• **EXTRACTED DATA**:
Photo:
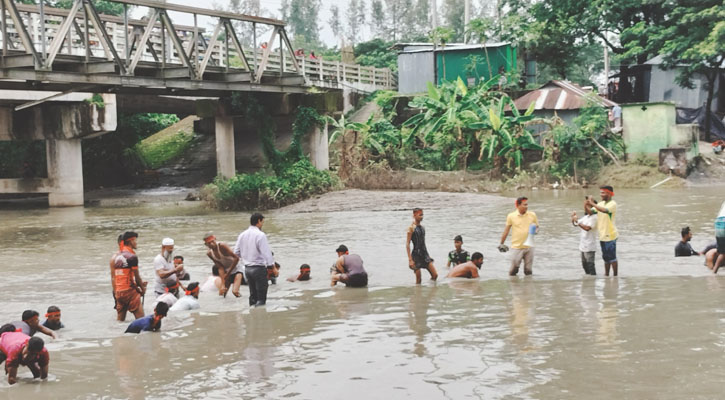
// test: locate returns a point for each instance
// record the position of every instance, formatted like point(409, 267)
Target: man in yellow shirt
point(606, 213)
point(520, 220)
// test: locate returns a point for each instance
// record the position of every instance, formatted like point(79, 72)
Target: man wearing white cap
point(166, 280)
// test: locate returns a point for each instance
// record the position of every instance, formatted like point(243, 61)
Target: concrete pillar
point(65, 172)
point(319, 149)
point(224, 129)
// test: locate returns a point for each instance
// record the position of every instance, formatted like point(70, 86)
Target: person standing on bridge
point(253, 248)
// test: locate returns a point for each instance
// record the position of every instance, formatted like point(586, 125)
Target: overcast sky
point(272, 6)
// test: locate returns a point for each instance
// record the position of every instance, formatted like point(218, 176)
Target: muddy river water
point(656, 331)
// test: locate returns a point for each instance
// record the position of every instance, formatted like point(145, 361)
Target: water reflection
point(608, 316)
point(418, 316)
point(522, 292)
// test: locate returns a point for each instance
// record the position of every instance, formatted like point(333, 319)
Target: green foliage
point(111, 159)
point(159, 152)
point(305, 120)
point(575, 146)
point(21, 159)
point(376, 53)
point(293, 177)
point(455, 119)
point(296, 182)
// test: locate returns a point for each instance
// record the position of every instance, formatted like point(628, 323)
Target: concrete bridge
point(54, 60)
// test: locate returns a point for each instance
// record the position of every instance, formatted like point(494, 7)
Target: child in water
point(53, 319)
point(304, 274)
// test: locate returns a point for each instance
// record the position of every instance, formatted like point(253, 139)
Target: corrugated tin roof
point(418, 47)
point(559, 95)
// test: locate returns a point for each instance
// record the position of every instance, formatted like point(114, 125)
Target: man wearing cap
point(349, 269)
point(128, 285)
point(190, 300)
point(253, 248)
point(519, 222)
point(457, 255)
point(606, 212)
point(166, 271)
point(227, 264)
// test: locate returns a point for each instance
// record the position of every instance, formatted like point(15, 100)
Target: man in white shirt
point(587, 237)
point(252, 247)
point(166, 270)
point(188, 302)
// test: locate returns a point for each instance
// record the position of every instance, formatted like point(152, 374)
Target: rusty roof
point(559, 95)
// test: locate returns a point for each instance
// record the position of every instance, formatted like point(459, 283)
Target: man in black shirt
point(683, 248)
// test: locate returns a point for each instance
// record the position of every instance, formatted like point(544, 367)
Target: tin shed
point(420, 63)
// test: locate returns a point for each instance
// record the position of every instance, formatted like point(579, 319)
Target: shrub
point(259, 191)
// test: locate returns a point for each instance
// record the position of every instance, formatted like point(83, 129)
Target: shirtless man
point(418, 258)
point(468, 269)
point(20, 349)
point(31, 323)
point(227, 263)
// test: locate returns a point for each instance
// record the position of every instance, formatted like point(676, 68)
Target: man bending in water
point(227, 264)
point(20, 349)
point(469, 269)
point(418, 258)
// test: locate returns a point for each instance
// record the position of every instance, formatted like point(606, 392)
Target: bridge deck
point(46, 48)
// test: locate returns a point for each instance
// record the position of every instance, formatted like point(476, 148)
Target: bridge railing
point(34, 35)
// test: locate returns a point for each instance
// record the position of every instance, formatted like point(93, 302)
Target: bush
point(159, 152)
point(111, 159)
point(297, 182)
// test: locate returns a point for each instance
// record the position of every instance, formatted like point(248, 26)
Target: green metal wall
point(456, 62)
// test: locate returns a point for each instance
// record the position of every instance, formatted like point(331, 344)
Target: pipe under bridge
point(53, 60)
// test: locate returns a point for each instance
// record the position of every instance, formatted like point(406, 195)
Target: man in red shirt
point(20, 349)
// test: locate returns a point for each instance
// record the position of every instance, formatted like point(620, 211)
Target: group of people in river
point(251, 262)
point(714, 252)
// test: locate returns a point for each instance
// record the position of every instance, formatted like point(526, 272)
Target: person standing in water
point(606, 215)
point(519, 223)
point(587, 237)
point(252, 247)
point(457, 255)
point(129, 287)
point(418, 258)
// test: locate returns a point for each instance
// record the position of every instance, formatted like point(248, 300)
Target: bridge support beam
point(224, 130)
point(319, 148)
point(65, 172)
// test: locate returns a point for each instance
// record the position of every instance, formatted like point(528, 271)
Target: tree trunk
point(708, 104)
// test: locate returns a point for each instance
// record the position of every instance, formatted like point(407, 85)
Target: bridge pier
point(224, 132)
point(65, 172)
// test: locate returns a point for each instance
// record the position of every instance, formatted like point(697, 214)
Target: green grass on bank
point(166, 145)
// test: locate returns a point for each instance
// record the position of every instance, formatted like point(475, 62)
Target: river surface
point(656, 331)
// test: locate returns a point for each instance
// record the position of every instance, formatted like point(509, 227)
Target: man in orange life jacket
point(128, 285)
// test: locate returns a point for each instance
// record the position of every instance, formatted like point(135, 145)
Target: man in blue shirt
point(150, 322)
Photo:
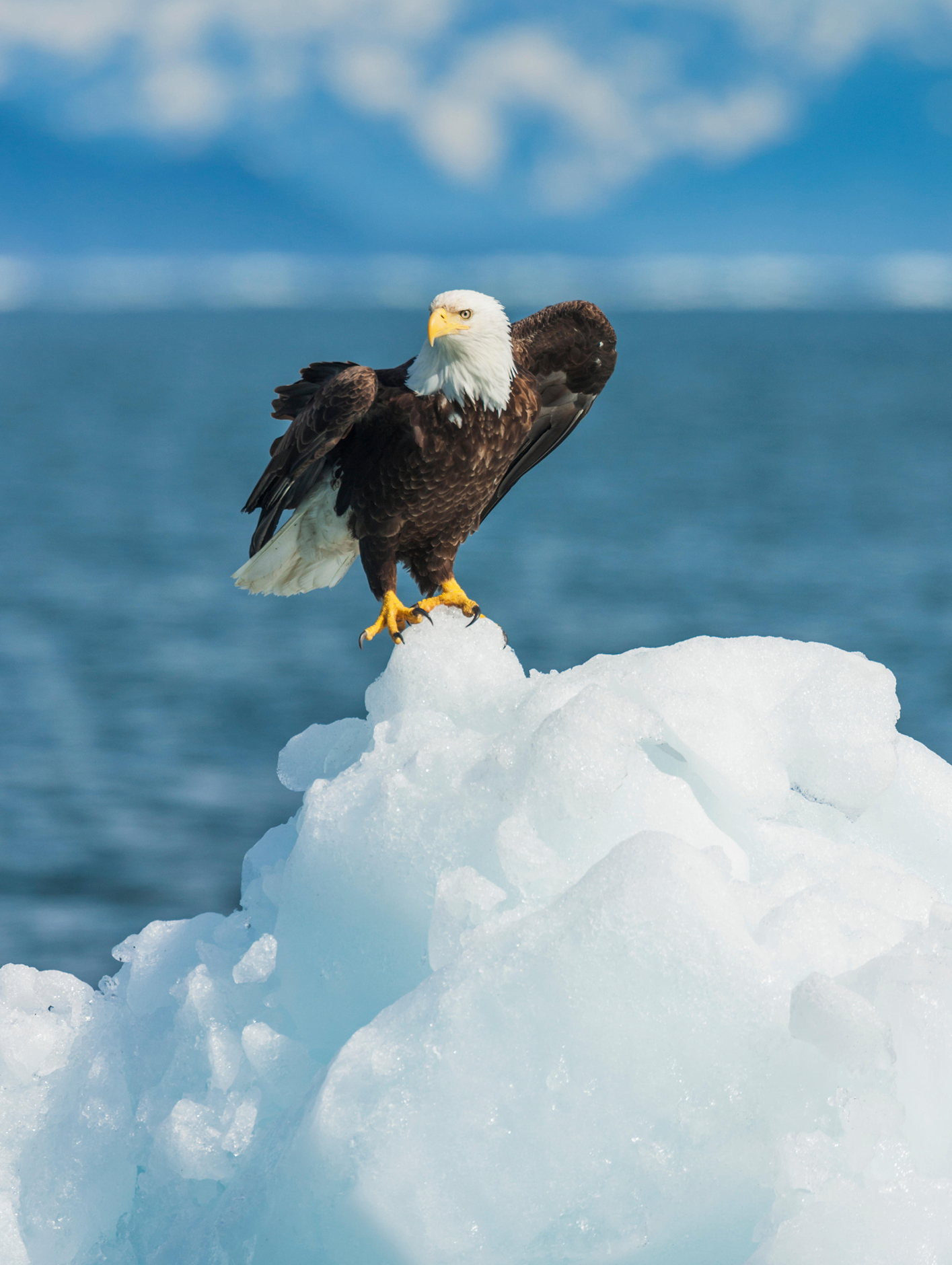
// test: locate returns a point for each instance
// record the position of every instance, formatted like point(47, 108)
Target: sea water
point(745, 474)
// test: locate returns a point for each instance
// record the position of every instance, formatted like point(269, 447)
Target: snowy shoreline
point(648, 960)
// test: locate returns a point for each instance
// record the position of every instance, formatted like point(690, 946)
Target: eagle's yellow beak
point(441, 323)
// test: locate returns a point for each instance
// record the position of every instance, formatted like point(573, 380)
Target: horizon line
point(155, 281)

• **AIM OF THE EXERCISE**: Please give the data from its first line through the line containing "point(522, 292)", including that line, as a Markdown table with the columns Row and Content, one numbered row per line. Skip blank lines and leave the pictures out.

• **THE OUTPUT**:
| Row | Content |
|---|---|
| 1 | Photo: |
| 2 | // test: locate returns a point for each instance |
| 3 | // record the position of every instance, formatted like point(409, 267) |
| 4 | Target: man in yellow shirt |
| 5 | point(606, 213) |
| 6 | point(520, 220) |
| 7 | // test: locate returns a point for each instance |
| 8 | // record the position of every instance, formatted like point(79, 72) |
| 9 | Target: man wearing white cap |
| 10 | point(166, 280) |
| 11 | // test: locate returns a point for each instance |
| 12 | // record the position of every instance, formatted like point(243, 61) |
| 13 | Target: concrete pillar |
| 14 | point(65, 172) |
| 15 | point(319, 149) |
| 16 | point(224, 129) |
| 17 | // test: locate returns a point for each instance |
| 18 | // record the position of every instance, formatted like point(70, 86) |
| 19 | Target: person standing on bridge |
| 20 | point(253, 248) |
| 21 | // test: locate returns a point for each instance |
| 22 | // record the position of every instance, formatted like point(586, 125) |
| 23 | Target: overcast sky |
| 24 | point(272, 6) |
| 25 | // test: locate returns a point for each instance |
| 26 | // record the position of every instance, formatted like point(218, 176) |
| 27 | Target: muddy river water |
| 28 | point(656, 331) |
| 29 | // test: locate returns a point for each instance |
| 30 | // record the position of every instance, formatted like point(145, 361) |
| 31 | Target: water reflection |
| 32 | point(608, 316) |
| 33 | point(418, 316) |
| 34 | point(522, 292) |